» ACTIVITY: Exactly the lines from the one containing "Target: white building facade" through the final line of the data are to be written out again, with nothing added.

» DATA FOR ANALYSIS:

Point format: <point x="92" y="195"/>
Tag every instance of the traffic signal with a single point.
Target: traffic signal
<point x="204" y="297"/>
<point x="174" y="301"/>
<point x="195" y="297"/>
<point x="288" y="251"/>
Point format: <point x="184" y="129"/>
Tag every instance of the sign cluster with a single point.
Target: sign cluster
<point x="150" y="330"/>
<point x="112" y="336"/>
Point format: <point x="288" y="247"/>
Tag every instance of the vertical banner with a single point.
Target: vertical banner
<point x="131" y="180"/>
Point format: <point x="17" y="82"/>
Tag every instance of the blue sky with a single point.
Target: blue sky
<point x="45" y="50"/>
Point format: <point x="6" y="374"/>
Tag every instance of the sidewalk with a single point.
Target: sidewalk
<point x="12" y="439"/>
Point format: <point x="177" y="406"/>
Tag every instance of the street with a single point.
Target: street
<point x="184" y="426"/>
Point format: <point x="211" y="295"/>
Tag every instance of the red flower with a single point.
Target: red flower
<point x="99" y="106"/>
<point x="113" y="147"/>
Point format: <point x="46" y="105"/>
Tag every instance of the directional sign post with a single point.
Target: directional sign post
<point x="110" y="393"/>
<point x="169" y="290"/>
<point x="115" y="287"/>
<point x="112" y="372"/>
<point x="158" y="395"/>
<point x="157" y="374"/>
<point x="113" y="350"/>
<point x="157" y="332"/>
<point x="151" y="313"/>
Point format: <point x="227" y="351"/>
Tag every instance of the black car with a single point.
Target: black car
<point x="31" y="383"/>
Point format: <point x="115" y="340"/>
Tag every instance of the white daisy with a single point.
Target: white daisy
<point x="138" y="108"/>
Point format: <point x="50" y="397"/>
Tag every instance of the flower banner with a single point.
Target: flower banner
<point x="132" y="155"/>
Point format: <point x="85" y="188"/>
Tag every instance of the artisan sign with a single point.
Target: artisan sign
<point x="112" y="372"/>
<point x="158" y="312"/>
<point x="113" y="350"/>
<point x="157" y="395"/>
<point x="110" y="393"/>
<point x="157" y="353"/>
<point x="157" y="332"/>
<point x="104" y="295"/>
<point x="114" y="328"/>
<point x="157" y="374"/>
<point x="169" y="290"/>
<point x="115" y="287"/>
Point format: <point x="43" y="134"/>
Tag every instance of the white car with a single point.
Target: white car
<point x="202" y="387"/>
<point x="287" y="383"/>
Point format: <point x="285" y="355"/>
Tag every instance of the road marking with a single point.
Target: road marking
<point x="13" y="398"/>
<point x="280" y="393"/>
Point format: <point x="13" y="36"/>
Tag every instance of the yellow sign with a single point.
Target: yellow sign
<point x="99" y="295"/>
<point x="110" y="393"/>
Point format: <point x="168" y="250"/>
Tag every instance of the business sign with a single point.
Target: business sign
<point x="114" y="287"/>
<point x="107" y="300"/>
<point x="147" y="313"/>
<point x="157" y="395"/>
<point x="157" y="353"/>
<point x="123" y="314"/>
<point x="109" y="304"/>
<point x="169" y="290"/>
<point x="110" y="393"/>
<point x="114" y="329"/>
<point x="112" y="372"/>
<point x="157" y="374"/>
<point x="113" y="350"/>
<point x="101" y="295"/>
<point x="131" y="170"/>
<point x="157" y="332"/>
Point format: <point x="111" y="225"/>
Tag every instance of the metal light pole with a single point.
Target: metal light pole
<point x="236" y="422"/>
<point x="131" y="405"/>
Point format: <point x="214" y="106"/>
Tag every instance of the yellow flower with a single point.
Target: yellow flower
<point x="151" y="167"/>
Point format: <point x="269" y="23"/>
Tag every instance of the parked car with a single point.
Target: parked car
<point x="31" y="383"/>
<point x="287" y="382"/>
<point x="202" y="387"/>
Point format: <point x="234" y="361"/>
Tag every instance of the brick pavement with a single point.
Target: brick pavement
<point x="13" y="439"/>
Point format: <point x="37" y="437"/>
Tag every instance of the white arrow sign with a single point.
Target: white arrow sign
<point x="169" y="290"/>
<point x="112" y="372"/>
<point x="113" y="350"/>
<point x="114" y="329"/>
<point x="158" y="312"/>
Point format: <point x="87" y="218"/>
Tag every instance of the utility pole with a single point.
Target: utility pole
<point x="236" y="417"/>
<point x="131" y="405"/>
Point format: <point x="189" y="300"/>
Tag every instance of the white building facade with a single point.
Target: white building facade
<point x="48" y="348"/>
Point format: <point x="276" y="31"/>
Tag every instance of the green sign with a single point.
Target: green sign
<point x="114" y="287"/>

» EXPECTED OUTPUT:
Target: white building facade
<point x="48" y="348"/>
Point format: <point x="276" y="31"/>
Tag every instance of the green sign with a single point.
Target: green sign
<point x="114" y="287"/>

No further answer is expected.